------ THE DATA ------

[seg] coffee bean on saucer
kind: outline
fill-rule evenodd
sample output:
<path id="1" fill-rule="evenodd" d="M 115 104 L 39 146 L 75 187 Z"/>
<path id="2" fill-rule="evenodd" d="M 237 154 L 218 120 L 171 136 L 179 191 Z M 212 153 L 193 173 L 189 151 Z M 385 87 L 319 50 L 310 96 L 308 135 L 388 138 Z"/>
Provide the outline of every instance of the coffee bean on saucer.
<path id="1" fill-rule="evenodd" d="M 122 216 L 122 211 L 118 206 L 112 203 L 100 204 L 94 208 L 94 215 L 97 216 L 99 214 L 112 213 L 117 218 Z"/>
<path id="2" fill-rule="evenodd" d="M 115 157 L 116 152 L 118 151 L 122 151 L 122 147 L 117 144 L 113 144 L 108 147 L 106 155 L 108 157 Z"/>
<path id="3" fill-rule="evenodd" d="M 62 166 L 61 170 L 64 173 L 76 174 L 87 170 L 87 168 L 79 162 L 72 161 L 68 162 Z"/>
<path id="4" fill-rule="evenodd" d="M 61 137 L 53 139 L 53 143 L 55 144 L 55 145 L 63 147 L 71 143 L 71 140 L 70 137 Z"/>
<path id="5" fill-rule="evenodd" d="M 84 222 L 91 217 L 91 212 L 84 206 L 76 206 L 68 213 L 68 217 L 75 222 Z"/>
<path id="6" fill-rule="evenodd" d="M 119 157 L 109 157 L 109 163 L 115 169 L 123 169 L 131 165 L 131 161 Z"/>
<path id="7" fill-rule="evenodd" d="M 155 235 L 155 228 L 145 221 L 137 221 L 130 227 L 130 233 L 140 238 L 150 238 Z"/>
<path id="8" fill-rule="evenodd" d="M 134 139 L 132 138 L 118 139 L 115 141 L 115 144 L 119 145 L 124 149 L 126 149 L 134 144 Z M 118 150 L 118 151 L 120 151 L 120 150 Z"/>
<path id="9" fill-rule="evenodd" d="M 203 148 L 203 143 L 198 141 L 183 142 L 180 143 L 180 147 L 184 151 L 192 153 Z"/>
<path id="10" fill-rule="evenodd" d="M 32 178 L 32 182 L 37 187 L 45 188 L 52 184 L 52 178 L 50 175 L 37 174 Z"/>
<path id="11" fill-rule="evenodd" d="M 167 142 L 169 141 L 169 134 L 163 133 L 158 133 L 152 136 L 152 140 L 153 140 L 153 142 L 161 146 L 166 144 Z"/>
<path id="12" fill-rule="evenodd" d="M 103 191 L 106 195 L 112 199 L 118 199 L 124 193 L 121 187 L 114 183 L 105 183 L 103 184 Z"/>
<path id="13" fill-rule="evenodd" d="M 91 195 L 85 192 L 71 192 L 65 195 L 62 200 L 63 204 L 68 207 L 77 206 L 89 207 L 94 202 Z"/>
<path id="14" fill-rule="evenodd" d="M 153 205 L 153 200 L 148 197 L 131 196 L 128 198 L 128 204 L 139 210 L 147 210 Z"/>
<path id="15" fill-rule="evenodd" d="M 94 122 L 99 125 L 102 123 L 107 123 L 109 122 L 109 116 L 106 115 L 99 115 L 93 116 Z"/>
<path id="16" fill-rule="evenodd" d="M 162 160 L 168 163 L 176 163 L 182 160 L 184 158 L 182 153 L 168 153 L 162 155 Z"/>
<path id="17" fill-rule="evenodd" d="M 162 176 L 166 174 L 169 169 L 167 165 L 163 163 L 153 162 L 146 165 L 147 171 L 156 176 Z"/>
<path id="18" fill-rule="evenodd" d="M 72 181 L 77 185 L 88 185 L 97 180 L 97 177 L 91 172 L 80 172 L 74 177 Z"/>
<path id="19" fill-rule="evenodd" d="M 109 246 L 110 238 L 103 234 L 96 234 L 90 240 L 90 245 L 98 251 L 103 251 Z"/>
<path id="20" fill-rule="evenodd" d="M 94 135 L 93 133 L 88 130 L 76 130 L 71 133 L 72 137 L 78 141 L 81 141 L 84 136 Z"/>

------

- TASK TO COMPLETE
Reproduce all of the items above word for word, without any changes.

- THE REPLY
[seg] coffee bean on saucer
kind: outline
fill-rule evenodd
sample output:
<path id="1" fill-rule="evenodd" d="M 115 104 L 39 146 L 75 187 Z"/>
<path id="2" fill-rule="evenodd" d="M 237 154 L 218 120 L 171 136 L 179 191 Z M 212 153 L 193 173 L 189 151 Z M 385 87 L 319 50 L 310 96 L 308 135 L 388 138 Z"/>
Provide the outline of every instance of the coffee bean on saucer.
<path id="1" fill-rule="evenodd" d="M 122 216 L 122 211 L 118 206 L 112 203 L 100 204 L 94 208 L 94 215 L 97 216 L 99 214 L 112 213 L 117 218 Z"/>
<path id="2" fill-rule="evenodd" d="M 115 157 L 116 152 L 118 151 L 122 151 L 122 147 L 117 144 L 113 144 L 108 147 L 106 155 L 108 157 Z"/>
<path id="3" fill-rule="evenodd" d="M 62 166 L 61 170 L 64 173 L 76 174 L 87 170 L 87 168 L 79 162 L 72 161 L 68 162 Z"/>
<path id="4" fill-rule="evenodd" d="M 61 137 L 53 139 L 53 143 L 55 144 L 55 145 L 63 147 L 71 143 L 71 140 L 70 137 Z"/>
<path id="5" fill-rule="evenodd" d="M 84 222 L 91 217 L 91 212 L 84 206 L 76 206 L 68 213 L 68 217 L 75 222 Z"/>
<path id="6" fill-rule="evenodd" d="M 119 157 L 109 157 L 109 163 L 115 169 L 123 169 L 131 165 L 131 161 Z"/>
<path id="7" fill-rule="evenodd" d="M 155 235 L 155 228 L 145 221 L 137 221 L 130 227 L 130 233 L 140 238 L 150 238 Z"/>
<path id="8" fill-rule="evenodd" d="M 134 139 L 132 138 L 118 139 L 115 141 L 115 144 L 119 145 L 124 149 L 126 149 L 134 144 Z M 118 150 L 118 151 L 120 151 L 120 150 Z"/>
<path id="9" fill-rule="evenodd" d="M 203 148 L 203 143 L 198 141 L 183 142 L 180 143 L 180 147 L 184 151 L 192 153 Z"/>
<path id="10" fill-rule="evenodd" d="M 32 178 L 32 182 L 37 187 L 45 188 L 52 184 L 52 178 L 50 175 L 37 174 Z"/>
<path id="11" fill-rule="evenodd" d="M 167 142 L 169 141 L 169 134 L 163 133 L 158 133 L 152 136 L 152 140 L 153 140 L 153 142 L 161 146 L 166 144 Z"/>
<path id="12" fill-rule="evenodd" d="M 103 191 L 106 195 L 112 199 L 118 199 L 124 193 L 121 187 L 114 183 L 105 183 L 103 184 Z"/>
<path id="13" fill-rule="evenodd" d="M 91 195 L 85 192 L 71 192 L 65 195 L 62 200 L 63 204 L 68 207 L 77 206 L 89 207 L 94 202 Z"/>
<path id="14" fill-rule="evenodd" d="M 153 205 L 153 200 L 148 197 L 131 196 L 128 198 L 128 204 L 139 210 L 147 210 Z"/>
<path id="15" fill-rule="evenodd" d="M 94 122 L 99 125 L 102 123 L 107 123 L 109 122 L 109 116 L 106 115 L 99 115 L 93 116 Z"/>
<path id="16" fill-rule="evenodd" d="M 162 160 L 168 163 L 176 163 L 182 160 L 184 158 L 182 153 L 168 153 L 162 155 Z"/>
<path id="17" fill-rule="evenodd" d="M 162 176 L 166 174 L 169 169 L 167 165 L 163 163 L 153 162 L 146 165 L 147 171 L 156 176 Z"/>
<path id="18" fill-rule="evenodd" d="M 72 181 L 77 185 L 88 185 L 97 180 L 97 177 L 91 172 L 80 172 L 74 177 Z"/>
<path id="19" fill-rule="evenodd" d="M 109 246 L 110 238 L 103 234 L 96 234 L 90 240 L 90 245 L 98 251 L 103 251 Z"/>
<path id="20" fill-rule="evenodd" d="M 94 135 L 93 133 L 88 130 L 76 130 L 71 133 L 72 137 L 78 141 L 81 141 L 84 136 Z"/>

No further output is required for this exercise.